Thierno Lô, ancien ministre sous Abdoulaye Wade, aujourd’hui PCA de Sen-Ter et Président de l’Alliance pour la Paix et le Développement (A.P.D), se dit outré par la violence et la promotion d’anti valeurs. Il était l’invité du « Grand oral » sur Rewmi Fm.  

 

Frapp et Y’en marre estiment qu’il y a une justice à deux vitesse. Etes-vous d’avis ?

Je reconnais que c’est une expression de liberté à encourager et que le Sénégal est un exemple de démocratie. Il faut la préserver car il ne faut pas qu’il y ait recul de cette démocratie. Ceci étant, l’expression des droits doit s’accompagner du respect des devoirs. Je ne suis pas de ceux qui pensent que la justice sénégalaise est une justice à double vitesse. C’est le sentiment  de quelqu’un qui a perdu un procès et qui n’est pas avantagé. Les gens qui ont été devant la justice et qui ont recouvré leur liberté et leur droit, quand ils sortent, sont satisfaits. Seul Dieu ne se trompe pas. Des juges peuvent se tromper, mais il faut qu’on les respecte et on ne doit pas fragiliser cette institution. Il faut essayer de façon intelligente de faire des réformes dans toutes les structures de ce pays.

Kilifeu arrêté, ses camarades estiment qu’il ne doit pas rester en prison.  Quelle appréciation faite-vous de leur démarche ?

- [MATÉRIEL RECUEILLI]:
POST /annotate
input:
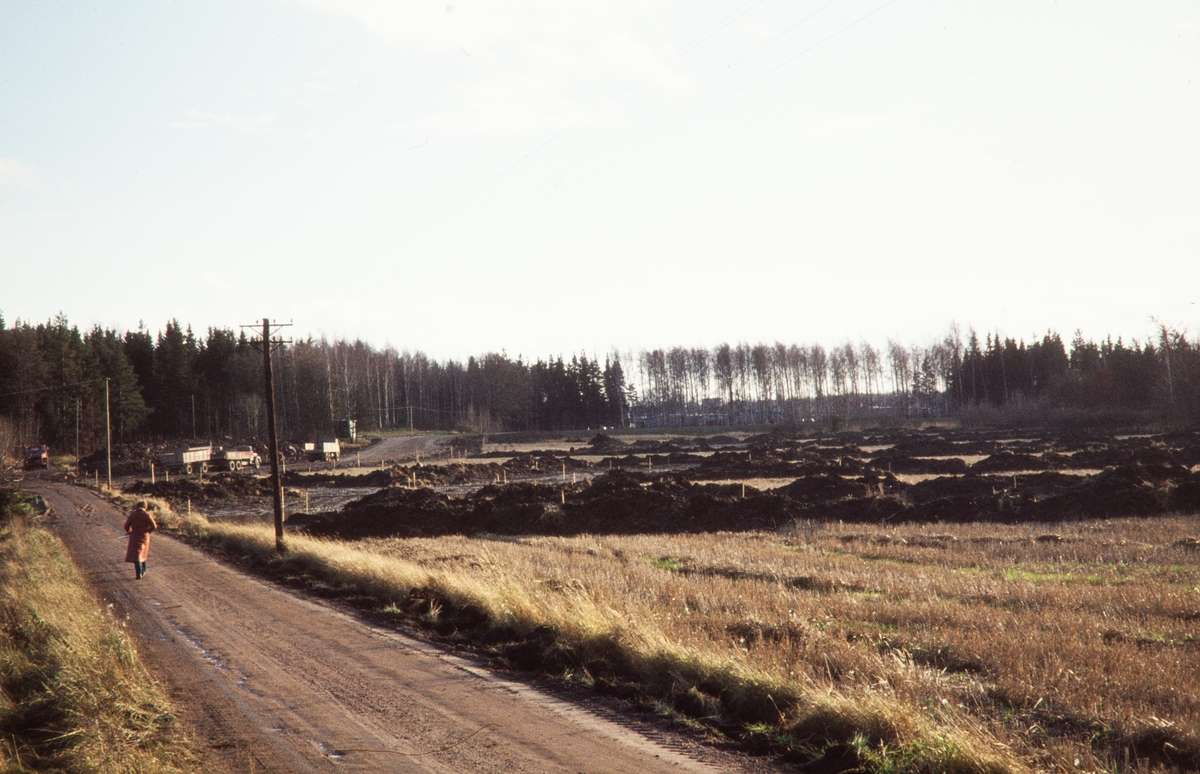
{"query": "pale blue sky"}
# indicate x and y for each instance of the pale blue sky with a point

- [VOTRE OBJECTIF]: Poursuivez l'entretien accordé par Thierno Lô à Rewmi Fm, en commençant juste après la dernière question posée.

- [RÉSULTAT DE L'EXERCICE]:
Le nouveau comportement que nous avons au Sénégal n’est pas spécifique à Y’en a marre. C’est un mal qui est en train de gangréner le Sénégal  et il faudrait se dire la vérité, sinon on va  tout droit vers les dérives. Comment comprendre que des gens se lèvent un bon jour pour légiférer et dire que tel sorte de prison ? Kilifeu, je le respecte beaucoup et il participait à des activités de mon parti et mon école du parti est Open car il faut des débats. Tout n’est pas négatif, car ce sont des jeunes qui ont des programmes. J’ai regardé son portable, mais ce que j’ai vu comme programme de jeunesse,  élément de promotion de la destination Sénégal, je me suis dit que ces garçons pouvaient être beaucoup plus utiles. Alors, mais, quoi qu’il puisse être, personne  n’a le droit de légiférer. Il faut laisser la justice faire son travail. Je suis sidéré quand je vois des gens qui aspirent à diriger ce pays marcher avec des jeunes qui veulent mettre au rabais la justice de notre pays. Je suis sidéré de les voir demander à des jeunes de ne pas répondre à des convocations de justice. C’est ça le mal de notre classe politique. Les politiciens ont des problèmes, parce que le discours et les comportements sont différents quand vous êtes au pouvoir.

L’espace universitaire est infesté par la violence comme la rue. Beaucoup  s’inquiètent.  Quelles pourraient être les causes ?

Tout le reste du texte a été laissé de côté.